***** RECORDS PROVIDED

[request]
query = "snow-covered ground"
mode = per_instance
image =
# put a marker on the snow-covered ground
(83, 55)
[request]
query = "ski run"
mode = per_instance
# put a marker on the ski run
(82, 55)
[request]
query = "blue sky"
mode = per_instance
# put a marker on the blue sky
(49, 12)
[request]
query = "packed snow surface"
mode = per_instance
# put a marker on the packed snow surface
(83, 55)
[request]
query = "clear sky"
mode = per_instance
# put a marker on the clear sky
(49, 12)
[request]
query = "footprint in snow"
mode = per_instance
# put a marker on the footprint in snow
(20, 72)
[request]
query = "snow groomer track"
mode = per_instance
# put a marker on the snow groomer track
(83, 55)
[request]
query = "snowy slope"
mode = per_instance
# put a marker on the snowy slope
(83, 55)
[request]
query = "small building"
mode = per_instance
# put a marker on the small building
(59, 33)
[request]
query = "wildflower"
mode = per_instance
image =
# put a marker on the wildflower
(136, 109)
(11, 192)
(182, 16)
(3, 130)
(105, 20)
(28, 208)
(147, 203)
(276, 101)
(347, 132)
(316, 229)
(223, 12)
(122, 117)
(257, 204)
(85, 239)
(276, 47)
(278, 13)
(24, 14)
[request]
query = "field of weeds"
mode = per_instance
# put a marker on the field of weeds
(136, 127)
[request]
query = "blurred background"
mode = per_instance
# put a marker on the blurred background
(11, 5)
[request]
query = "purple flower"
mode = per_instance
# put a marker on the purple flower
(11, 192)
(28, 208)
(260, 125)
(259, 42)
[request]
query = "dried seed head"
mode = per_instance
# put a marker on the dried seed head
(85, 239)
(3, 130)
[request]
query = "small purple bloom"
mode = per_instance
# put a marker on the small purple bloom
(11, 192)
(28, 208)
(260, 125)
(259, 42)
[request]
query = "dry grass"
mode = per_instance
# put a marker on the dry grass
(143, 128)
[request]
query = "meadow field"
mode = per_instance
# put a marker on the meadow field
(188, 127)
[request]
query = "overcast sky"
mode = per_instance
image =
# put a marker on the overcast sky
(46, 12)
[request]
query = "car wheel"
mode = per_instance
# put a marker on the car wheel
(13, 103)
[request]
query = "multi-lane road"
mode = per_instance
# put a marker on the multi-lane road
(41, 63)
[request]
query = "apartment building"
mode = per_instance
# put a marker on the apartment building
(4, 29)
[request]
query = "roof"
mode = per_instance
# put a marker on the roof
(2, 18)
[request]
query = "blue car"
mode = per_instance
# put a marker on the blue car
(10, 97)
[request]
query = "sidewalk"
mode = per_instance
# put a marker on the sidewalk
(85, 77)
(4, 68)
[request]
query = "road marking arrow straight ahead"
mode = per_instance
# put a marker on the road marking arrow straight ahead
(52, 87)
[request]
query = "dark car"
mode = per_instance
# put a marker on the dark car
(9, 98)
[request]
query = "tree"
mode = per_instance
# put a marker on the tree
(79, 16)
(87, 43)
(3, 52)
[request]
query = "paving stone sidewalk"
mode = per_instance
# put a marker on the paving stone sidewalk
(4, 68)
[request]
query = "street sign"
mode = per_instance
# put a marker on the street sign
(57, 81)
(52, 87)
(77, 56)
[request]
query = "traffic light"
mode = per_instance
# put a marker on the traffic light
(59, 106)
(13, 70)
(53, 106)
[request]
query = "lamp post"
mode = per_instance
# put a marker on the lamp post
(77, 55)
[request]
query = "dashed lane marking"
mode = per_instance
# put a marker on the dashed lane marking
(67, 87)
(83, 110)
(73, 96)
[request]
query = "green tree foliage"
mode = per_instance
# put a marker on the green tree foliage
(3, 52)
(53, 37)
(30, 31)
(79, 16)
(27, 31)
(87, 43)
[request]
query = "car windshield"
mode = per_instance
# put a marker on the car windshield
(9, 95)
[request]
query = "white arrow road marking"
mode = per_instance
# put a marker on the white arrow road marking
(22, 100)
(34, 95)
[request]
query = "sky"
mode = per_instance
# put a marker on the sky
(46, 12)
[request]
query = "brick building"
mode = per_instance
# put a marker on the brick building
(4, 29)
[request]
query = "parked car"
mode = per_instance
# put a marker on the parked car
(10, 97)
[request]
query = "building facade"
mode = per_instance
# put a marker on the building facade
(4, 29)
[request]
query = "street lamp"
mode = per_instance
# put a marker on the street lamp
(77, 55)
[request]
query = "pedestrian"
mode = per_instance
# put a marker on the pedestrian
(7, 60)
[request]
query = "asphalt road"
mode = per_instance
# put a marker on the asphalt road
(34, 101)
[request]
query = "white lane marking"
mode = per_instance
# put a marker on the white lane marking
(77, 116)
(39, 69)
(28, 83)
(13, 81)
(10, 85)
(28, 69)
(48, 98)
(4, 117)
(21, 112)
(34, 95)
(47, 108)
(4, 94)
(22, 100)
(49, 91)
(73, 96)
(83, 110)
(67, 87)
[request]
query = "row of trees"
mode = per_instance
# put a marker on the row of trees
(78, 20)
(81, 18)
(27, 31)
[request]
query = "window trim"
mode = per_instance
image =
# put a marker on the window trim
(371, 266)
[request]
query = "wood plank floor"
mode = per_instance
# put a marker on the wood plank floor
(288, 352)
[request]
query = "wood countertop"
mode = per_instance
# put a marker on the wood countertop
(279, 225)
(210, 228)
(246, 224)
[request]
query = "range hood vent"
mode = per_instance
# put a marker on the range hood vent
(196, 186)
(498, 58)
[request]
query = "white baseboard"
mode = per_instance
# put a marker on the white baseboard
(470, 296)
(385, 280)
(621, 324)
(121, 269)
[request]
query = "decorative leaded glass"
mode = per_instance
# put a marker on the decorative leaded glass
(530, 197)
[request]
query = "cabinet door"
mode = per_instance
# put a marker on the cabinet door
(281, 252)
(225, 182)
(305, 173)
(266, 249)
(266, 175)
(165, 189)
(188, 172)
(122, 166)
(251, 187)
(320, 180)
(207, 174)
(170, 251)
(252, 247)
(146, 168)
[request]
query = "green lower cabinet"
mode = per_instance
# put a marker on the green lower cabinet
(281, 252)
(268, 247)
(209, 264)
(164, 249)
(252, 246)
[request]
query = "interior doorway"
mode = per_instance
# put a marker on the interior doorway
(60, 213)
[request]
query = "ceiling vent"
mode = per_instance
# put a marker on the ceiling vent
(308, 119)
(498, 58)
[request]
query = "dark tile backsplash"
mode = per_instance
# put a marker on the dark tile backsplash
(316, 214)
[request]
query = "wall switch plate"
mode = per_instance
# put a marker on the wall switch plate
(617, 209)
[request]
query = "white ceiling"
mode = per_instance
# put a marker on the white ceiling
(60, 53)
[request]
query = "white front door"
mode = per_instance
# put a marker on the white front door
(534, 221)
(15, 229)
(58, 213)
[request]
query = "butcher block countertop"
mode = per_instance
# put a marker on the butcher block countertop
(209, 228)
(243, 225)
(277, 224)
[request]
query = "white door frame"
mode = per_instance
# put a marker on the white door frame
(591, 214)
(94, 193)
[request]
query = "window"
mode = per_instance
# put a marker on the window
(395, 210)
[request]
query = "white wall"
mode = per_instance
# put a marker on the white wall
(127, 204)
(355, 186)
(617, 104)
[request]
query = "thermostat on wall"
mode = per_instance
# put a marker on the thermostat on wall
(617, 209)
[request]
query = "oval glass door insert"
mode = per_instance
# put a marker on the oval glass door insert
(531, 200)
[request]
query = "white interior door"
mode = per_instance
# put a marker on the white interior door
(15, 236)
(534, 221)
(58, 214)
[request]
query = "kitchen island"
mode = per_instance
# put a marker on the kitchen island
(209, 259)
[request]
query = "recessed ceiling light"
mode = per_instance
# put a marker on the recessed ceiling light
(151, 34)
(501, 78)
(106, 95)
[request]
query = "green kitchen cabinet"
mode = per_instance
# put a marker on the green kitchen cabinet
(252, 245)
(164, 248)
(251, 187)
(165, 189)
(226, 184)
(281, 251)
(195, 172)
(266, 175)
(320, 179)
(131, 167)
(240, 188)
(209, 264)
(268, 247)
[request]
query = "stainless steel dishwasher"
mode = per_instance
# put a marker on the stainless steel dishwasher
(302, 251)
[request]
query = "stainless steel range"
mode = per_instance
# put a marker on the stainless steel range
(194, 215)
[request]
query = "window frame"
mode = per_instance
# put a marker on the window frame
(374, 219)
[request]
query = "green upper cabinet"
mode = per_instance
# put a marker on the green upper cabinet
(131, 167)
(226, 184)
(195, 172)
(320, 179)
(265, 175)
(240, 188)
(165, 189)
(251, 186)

**********

* _DIRECTIONS_
Pull out every line of the listing above that contains the string "front", copying each one as it appears. Match case exactly.

* _ANSWER TO THIS TASK_
query = "white front door"
# put a marker on the white front door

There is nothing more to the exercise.